The exercise: Please copy the records below word for word, from their first line through the line containing "[[[271,149],[267,143],[249,142],[247,143],[247,157],[271,155]]]", and omit the pictures.

Image boundary annotation data:
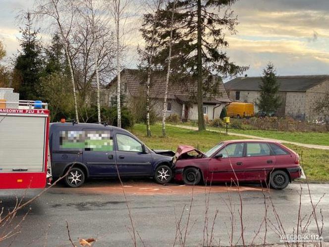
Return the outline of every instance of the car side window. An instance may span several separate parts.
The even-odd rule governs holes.
[[[270,143],[274,154],[275,155],[286,155],[290,154],[287,151],[274,143]]]
[[[271,149],[267,143],[249,142],[247,143],[247,157],[271,155]]]
[[[142,144],[133,138],[121,134],[116,134],[118,151],[142,152]]]
[[[107,130],[88,129],[64,130],[59,133],[61,150],[113,151],[113,139]]]
[[[236,158],[243,156],[244,143],[232,143],[227,145],[218,153],[222,154],[222,158]]]

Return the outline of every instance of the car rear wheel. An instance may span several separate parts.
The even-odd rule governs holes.
[[[172,179],[172,170],[166,165],[160,165],[156,169],[154,179],[161,185],[167,184]]]
[[[274,171],[270,175],[270,185],[275,189],[283,189],[288,186],[289,176],[283,171]]]
[[[80,187],[85,182],[85,174],[81,169],[73,167],[65,178],[65,183],[69,187]]]
[[[185,185],[196,185],[201,180],[201,173],[196,168],[190,168],[184,170],[183,181]]]

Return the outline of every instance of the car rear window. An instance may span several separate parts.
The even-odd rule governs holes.
[[[271,155],[271,149],[267,143],[249,142],[247,143],[247,157]]]
[[[274,154],[275,155],[285,155],[290,154],[288,151],[274,143],[270,143]]]

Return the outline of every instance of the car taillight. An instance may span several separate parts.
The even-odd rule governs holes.
[[[295,164],[297,165],[299,164],[299,155],[298,154],[296,155],[296,158],[295,158]]]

Exercise answer:
Return the outline of every instance of the car side window. An instance may span several separate parts.
The even-odd rule governs holes.
[[[270,143],[274,154],[275,155],[286,155],[290,154],[287,151],[274,143]]]
[[[271,149],[267,143],[249,142],[247,143],[247,157],[271,155]]]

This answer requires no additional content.